→ REQUIRED ACTION
Each line of the entries that mentions the string "cumulus" needs to be reported.

-.-.-

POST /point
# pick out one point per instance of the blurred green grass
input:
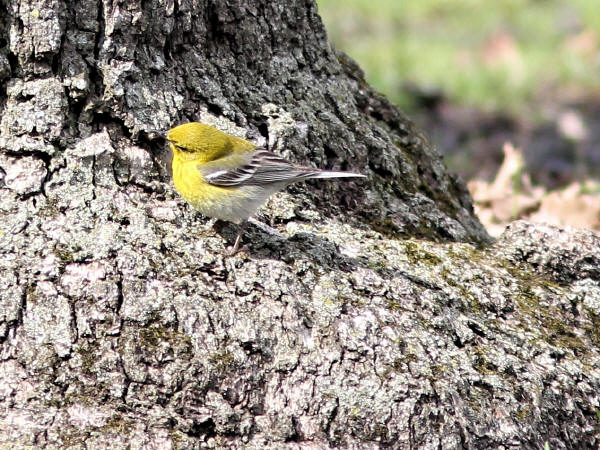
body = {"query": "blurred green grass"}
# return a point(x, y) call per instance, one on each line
point(497, 55)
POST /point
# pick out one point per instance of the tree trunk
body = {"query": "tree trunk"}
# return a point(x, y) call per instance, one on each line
point(122, 323)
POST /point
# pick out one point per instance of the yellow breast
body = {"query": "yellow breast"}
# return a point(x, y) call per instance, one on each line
point(213, 201)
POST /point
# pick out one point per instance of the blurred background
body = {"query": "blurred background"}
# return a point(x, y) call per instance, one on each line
point(507, 90)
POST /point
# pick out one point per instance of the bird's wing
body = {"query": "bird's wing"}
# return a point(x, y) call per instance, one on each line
point(259, 168)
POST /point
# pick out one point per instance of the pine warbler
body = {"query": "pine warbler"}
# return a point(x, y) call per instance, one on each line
point(227, 177)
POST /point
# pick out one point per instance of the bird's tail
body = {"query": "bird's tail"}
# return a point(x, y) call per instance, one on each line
point(333, 174)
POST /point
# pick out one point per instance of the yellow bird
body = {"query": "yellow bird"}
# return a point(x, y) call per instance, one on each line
point(227, 177)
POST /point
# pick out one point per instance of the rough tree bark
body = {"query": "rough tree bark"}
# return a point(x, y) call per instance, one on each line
point(123, 326)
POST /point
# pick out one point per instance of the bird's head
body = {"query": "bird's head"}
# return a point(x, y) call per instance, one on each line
point(195, 140)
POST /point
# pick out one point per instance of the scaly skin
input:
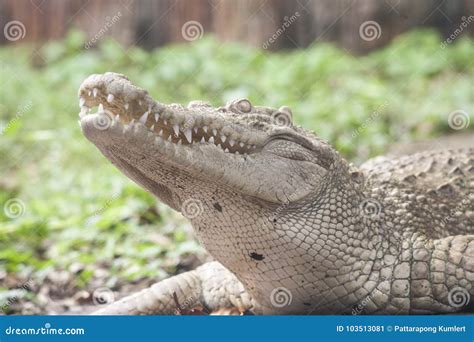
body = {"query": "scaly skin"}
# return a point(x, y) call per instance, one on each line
point(294, 228)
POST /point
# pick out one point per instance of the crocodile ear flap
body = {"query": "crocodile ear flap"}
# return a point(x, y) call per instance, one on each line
point(326, 155)
point(283, 116)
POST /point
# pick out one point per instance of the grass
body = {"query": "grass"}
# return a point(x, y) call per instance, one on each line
point(68, 209)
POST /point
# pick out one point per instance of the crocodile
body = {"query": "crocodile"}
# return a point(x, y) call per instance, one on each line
point(292, 227)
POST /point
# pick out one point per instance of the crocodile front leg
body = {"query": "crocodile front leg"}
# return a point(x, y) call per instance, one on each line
point(210, 285)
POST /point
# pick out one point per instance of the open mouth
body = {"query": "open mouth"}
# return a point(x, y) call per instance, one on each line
point(172, 123)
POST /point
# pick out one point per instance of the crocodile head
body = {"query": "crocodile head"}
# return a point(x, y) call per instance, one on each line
point(243, 175)
point(169, 148)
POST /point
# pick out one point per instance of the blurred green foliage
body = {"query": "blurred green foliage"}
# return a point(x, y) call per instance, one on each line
point(79, 209)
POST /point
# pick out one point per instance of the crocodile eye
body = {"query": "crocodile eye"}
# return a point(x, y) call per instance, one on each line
point(283, 116)
point(240, 106)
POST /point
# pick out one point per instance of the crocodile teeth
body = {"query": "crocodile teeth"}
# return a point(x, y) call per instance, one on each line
point(189, 135)
point(144, 117)
point(83, 112)
point(176, 129)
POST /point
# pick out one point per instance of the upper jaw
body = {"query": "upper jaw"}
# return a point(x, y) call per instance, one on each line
point(215, 146)
point(196, 125)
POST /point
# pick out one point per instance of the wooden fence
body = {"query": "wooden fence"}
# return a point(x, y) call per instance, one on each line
point(273, 24)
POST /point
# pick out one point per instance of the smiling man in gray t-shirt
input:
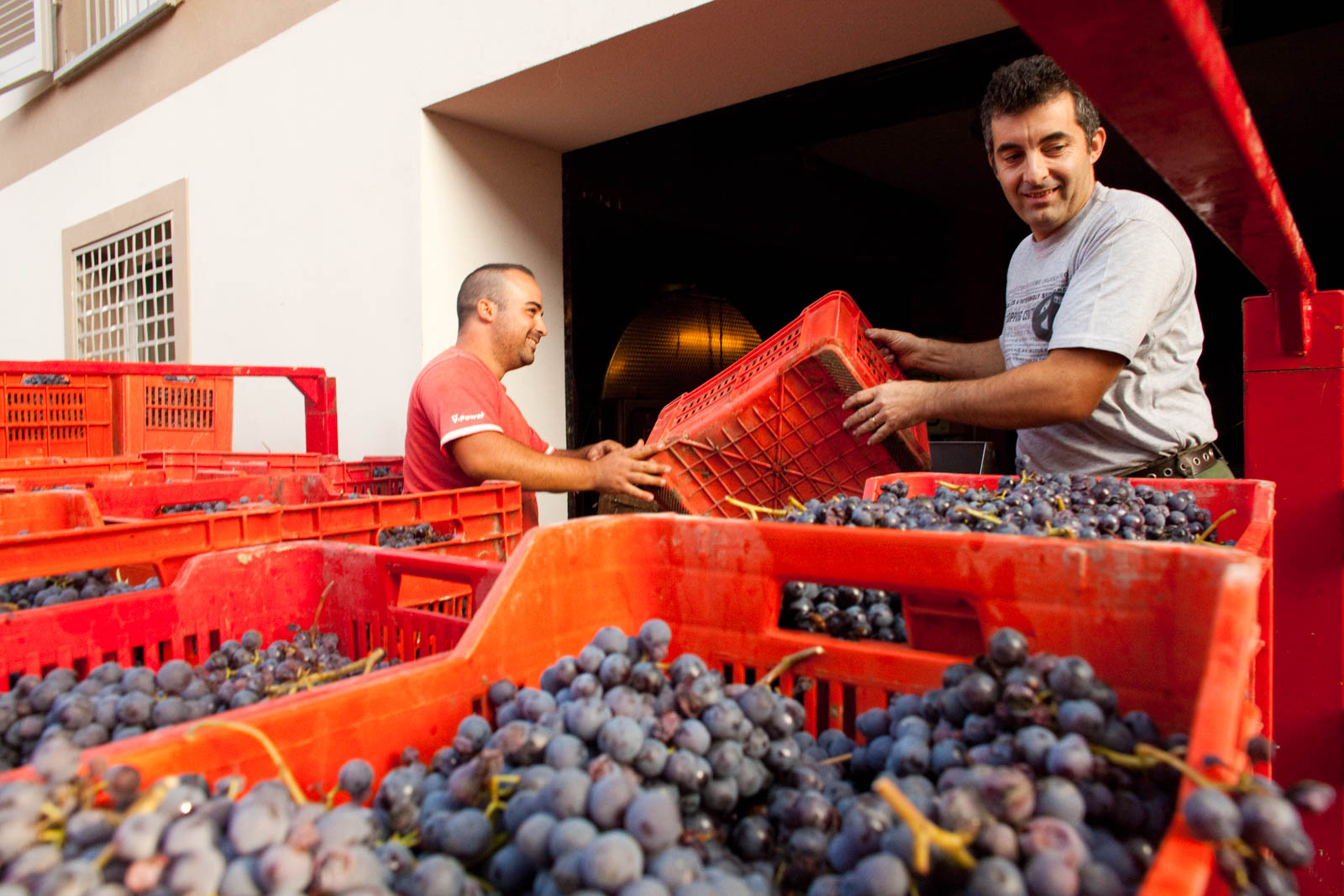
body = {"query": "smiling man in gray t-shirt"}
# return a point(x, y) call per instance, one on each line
point(1097, 363)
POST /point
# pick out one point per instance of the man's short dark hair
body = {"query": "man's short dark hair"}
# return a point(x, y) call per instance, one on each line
point(486, 281)
point(1027, 83)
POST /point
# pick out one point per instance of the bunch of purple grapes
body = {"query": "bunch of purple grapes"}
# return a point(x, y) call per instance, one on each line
point(627, 775)
point(54, 590)
point(843, 611)
point(212, 506)
point(113, 703)
point(409, 537)
point(1072, 506)
point(1257, 826)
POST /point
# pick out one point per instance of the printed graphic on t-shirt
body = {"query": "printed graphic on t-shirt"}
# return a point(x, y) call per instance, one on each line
point(1043, 318)
point(1030, 318)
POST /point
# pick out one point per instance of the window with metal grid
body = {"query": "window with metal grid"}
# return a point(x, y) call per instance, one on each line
point(124, 296)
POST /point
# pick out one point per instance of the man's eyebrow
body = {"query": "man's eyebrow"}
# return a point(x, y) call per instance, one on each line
point(1058, 134)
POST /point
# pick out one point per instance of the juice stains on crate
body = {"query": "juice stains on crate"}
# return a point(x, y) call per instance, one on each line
point(188, 465)
point(717, 584)
point(34, 512)
point(185, 411)
point(26, 474)
point(55, 416)
point(769, 426)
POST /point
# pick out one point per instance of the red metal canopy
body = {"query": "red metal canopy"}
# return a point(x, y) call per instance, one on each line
point(1160, 74)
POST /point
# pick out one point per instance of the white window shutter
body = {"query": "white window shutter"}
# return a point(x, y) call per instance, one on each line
point(27, 40)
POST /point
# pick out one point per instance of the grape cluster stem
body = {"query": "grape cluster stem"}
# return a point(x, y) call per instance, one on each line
point(268, 745)
point(927, 833)
point(790, 661)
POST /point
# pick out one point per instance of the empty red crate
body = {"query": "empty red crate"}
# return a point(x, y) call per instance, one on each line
point(186, 465)
point(769, 426)
point(69, 419)
point(371, 476)
point(175, 411)
point(481, 523)
point(47, 511)
point(30, 469)
point(78, 479)
point(1173, 631)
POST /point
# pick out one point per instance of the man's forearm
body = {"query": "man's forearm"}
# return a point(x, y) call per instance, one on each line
point(499, 457)
point(958, 360)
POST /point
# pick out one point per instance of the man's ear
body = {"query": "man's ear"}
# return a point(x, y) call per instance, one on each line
point(1097, 144)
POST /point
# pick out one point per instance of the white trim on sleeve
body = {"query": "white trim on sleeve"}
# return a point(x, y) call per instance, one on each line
point(468, 430)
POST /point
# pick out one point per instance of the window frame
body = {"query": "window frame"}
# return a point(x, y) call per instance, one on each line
point(37, 58)
point(165, 201)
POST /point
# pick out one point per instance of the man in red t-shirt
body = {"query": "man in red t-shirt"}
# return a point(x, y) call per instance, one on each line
point(463, 427)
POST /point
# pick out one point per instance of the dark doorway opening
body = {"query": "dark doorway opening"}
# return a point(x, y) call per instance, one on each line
point(877, 183)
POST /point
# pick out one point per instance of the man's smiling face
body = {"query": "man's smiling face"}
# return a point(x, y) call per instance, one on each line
point(517, 327)
point(1043, 161)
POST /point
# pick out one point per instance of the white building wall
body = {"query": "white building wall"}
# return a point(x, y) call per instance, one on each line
point(306, 190)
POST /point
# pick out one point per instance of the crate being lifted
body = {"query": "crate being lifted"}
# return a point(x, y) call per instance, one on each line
point(770, 426)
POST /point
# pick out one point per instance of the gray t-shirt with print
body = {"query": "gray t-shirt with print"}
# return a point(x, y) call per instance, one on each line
point(1119, 277)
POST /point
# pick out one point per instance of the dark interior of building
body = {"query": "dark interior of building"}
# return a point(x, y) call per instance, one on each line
point(877, 183)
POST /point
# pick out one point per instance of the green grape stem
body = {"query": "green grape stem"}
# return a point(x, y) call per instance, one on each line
point(925, 832)
point(268, 745)
point(788, 663)
point(753, 510)
point(1149, 757)
point(1203, 537)
point(979, 515)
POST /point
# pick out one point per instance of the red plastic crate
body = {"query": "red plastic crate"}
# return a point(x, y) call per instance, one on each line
point(483, 523)
point(47, 511)
point(187, 465)
point(35, 468)
point(718, 582)
point(185, 411)
point(77, 479)
point(148, 500)
point(71, 419)
point(769, 426)
point(371, 476)
point(360, 595)
point(1252, 527)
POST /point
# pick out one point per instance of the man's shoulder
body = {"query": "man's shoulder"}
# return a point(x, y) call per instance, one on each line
point(454, 369)
point(1121, 206)
point(454, 362)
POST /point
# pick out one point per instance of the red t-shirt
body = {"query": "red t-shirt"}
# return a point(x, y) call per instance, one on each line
point(457, 396)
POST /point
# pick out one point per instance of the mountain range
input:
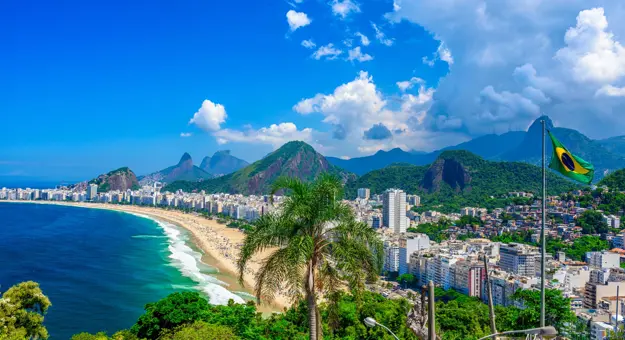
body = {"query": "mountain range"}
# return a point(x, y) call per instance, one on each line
point(222, 163)
point(120, 179)
point(606, 155)
point(183, 171)
point(293, 159)
point(459, 176)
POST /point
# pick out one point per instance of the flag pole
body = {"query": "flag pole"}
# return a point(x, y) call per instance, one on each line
point(542, 235)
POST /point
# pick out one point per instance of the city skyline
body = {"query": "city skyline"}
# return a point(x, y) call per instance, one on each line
point(105, 86)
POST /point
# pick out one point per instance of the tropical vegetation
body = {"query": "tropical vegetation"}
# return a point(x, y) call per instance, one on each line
point(22, 308)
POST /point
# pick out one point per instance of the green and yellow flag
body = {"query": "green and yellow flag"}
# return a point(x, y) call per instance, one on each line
point(570, 165)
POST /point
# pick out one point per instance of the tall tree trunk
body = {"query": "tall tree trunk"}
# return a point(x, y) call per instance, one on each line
point(312, 316)
point(312, 302)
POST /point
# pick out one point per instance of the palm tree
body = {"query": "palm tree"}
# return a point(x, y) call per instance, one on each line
point(320, 247)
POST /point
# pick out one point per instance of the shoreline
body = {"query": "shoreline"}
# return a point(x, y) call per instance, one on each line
point(218, 243)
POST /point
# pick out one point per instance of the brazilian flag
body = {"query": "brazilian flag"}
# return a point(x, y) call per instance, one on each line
point(570, 165)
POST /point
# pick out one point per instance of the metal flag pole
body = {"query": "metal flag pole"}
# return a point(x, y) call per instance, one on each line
point(542, 235)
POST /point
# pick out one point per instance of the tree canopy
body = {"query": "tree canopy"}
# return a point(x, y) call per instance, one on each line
point(319, 246)
point(22, 309)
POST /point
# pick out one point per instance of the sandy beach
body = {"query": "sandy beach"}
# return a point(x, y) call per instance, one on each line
point(219, 243)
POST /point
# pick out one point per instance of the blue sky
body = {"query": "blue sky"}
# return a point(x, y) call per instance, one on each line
point(89, 86)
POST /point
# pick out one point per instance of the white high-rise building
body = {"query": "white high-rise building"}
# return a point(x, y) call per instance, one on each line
point(394, 210)
point(92, 192)
point(604, 259)
point(364, 193)
point(409, 245)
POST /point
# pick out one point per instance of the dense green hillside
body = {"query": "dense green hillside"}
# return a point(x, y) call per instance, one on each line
point(516, 146)
point(615, 180)
point(120, 179)
point(293, 159)
point(460, 178)
point(529, 150)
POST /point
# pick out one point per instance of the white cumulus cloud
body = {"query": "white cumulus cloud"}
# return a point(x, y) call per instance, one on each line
point(328, 51)
point(516, 60)
point(343, 8)
point(381, 36)
point(308, 44)
point(364, 40)
point(611, 91)
point(274, 135)
point(357, 109)
point(210, 116)
point(356, 54)
point(297, 19)
point(591, 51)
point(408, 84)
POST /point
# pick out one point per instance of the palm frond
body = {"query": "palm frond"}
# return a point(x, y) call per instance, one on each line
point(271, 230)
point(283, 270)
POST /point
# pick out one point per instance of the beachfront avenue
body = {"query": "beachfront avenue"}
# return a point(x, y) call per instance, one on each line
point(429, 245)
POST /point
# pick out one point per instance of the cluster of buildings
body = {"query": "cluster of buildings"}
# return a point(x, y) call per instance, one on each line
point(595, 286)
point(241, 207)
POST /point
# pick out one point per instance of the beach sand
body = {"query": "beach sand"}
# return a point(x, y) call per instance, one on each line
point(219, 243)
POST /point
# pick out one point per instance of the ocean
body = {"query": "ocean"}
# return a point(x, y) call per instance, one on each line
point(98, 267)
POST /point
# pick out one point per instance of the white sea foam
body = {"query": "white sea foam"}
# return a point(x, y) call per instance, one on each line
point(148, 236)
point(188, 262)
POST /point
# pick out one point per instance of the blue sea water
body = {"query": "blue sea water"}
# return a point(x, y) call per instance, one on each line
point(99, 268)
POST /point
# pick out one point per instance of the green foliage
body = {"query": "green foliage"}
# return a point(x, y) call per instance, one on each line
point(294, 159)
point(488, 185)
point(319, 245)
point(349, 313)
point(462, 317)
point(200, 330)
point(342, 319)
point(583, 245)
point(558, 309)
point(87, 336)
point(614, 181)
point(22, 308)
point(121, 335)
point(405, 177)
point(591, 222)
point(104, 185)
point(174, 310)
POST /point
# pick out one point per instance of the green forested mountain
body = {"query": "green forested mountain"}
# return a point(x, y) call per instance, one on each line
point(515, 146)
point(222, 163)
point(120, 179)
point(293, 159)
point(615, 180)
point(460, 178)
point(183, 171)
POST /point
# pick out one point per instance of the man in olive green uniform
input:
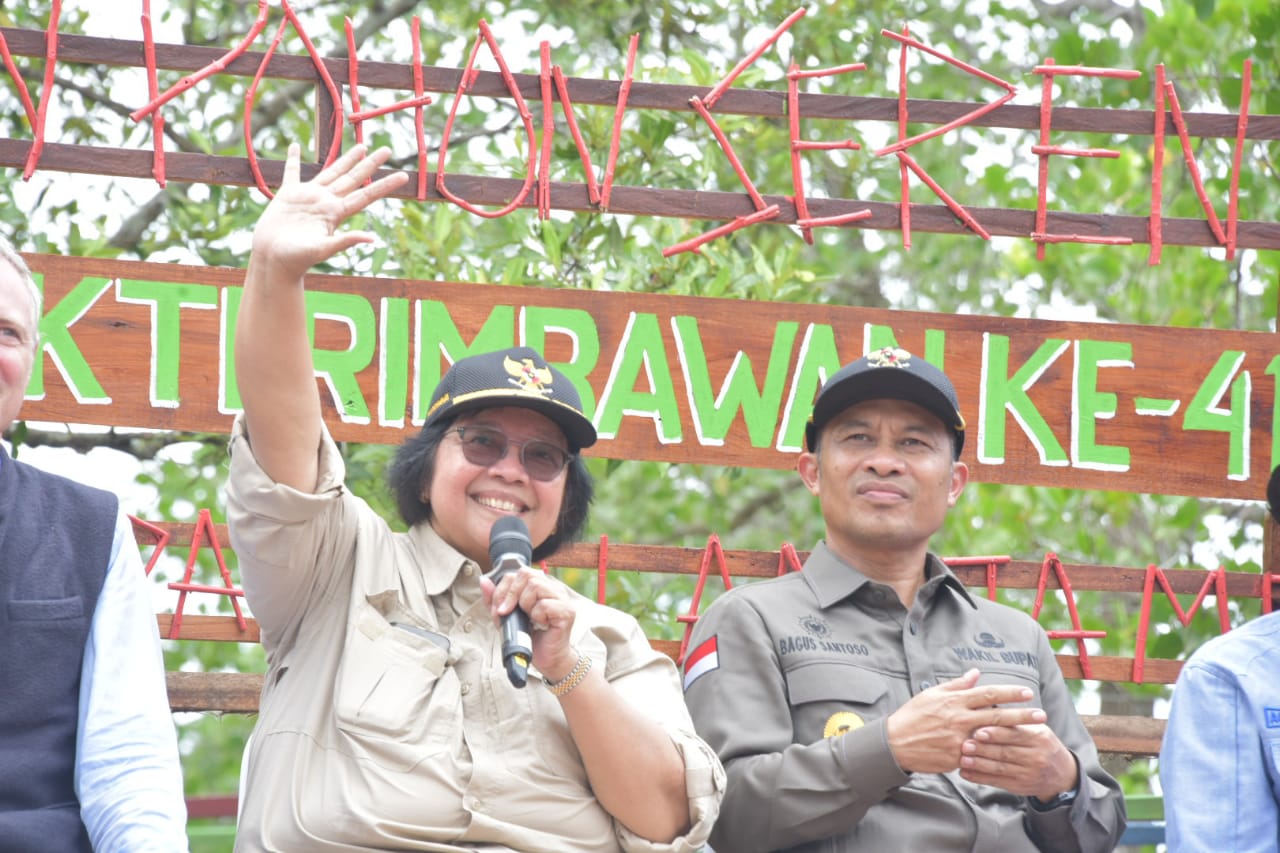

-.-.-

→ OUTPUT FOR THIS EXERCISE
# pick out one point per instance of the white cumulus cloud
body = {"query": "white cumulus cloud"}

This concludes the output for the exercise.